• _Problem to solve_
Tally the lines in the data below that contain the string "twig". Reply with the number alone.

╔══

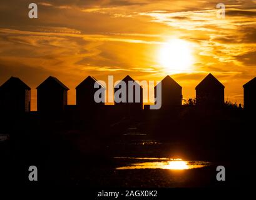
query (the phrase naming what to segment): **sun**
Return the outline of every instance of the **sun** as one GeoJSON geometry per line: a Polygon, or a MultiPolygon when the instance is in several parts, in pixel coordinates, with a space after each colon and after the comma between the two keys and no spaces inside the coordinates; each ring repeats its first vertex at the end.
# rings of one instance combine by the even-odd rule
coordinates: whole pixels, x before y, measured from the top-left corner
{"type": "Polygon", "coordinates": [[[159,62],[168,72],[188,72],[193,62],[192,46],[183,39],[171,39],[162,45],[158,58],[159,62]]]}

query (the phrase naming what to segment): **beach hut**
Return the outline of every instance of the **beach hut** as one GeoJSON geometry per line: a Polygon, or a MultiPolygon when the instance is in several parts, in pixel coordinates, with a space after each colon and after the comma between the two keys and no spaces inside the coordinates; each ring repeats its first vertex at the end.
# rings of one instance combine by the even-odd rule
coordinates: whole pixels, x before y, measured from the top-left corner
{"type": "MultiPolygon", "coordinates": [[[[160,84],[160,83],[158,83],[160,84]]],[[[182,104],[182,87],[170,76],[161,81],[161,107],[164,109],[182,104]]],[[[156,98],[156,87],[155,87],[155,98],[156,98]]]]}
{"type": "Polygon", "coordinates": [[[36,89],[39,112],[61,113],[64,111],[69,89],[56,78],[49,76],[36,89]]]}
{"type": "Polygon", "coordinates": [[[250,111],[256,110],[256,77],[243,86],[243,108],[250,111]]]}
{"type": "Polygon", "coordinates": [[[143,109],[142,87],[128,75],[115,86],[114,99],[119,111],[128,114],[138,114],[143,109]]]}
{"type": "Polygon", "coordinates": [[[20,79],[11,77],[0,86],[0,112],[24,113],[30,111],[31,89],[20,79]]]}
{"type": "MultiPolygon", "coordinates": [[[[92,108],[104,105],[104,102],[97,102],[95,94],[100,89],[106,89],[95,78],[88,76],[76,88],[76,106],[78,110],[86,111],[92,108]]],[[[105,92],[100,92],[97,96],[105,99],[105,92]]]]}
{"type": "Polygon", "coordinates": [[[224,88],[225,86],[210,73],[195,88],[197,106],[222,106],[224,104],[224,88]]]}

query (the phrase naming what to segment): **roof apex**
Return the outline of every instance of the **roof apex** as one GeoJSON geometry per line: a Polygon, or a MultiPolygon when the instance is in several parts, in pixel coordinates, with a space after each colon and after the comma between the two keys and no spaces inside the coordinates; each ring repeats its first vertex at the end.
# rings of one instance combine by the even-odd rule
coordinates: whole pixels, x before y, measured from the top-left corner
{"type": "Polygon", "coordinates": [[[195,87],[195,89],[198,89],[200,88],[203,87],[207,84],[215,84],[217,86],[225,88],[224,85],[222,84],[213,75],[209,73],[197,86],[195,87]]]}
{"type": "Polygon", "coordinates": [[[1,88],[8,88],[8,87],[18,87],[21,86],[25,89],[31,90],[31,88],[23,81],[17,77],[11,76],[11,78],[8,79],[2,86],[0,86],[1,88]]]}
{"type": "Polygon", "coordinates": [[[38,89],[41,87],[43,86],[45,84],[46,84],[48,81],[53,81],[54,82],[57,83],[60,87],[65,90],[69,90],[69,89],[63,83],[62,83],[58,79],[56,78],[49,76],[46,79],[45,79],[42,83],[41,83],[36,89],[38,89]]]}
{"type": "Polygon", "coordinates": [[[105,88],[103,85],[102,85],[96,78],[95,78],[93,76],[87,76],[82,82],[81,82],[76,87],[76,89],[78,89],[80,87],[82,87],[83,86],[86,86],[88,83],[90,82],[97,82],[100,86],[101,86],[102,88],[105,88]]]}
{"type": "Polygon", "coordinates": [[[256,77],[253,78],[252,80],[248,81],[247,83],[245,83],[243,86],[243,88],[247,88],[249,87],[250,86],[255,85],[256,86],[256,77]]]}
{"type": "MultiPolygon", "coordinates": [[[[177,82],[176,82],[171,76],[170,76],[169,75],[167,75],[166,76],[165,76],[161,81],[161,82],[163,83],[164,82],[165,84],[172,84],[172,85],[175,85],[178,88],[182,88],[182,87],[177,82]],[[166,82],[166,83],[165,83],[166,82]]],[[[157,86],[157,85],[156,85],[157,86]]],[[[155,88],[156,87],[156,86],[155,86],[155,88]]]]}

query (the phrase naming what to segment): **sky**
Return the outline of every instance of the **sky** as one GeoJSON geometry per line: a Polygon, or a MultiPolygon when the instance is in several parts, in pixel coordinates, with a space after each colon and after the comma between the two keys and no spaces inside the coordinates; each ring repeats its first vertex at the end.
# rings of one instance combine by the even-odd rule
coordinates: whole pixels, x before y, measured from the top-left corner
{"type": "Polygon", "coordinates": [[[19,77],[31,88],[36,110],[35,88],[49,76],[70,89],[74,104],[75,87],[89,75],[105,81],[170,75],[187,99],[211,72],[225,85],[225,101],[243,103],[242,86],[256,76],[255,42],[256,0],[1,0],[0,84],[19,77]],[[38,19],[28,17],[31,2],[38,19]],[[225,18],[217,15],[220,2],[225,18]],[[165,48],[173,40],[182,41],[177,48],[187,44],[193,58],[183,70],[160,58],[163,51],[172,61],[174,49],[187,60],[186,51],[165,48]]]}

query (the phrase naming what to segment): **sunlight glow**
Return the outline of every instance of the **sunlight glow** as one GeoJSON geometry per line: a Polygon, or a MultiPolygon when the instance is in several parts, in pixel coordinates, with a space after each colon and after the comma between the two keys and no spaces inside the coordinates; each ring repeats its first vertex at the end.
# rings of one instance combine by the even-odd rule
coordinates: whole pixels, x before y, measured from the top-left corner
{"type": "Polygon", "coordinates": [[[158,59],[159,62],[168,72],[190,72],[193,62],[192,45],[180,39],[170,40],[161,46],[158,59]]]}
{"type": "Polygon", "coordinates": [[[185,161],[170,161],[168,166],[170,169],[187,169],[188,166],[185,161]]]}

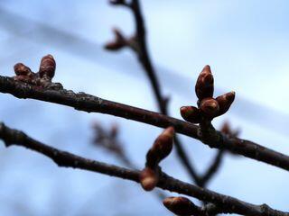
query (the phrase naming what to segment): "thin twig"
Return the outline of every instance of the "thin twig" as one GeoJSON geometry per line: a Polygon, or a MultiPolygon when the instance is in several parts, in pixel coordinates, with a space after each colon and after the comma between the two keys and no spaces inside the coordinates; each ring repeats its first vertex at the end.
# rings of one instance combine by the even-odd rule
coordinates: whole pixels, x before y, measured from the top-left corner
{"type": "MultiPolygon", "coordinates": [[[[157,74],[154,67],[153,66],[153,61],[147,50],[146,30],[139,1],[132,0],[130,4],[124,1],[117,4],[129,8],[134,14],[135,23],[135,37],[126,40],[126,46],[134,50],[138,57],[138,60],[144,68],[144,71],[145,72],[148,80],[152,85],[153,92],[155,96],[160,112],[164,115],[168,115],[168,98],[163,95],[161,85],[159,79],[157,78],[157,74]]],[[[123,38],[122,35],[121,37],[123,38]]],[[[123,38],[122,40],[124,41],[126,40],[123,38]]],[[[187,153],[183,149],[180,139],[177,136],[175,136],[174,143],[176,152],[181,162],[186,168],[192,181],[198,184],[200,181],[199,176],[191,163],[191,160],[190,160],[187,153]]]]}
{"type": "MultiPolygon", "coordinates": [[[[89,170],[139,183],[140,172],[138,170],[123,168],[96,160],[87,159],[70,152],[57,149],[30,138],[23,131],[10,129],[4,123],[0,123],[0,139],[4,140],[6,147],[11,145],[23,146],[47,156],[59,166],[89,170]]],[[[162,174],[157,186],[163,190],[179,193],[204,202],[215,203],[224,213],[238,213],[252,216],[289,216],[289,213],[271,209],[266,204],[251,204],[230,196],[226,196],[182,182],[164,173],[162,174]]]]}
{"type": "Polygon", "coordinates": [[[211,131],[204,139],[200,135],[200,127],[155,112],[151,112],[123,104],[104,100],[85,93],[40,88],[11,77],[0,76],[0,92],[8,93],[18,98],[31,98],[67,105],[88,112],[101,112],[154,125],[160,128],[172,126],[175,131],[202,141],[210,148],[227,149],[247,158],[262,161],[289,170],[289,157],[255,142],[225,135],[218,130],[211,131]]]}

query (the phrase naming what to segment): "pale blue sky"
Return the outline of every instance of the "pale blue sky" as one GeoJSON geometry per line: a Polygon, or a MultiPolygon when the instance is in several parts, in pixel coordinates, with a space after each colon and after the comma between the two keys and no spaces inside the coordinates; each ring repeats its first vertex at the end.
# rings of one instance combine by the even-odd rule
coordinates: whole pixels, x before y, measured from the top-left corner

╚══

• _Written reply_
2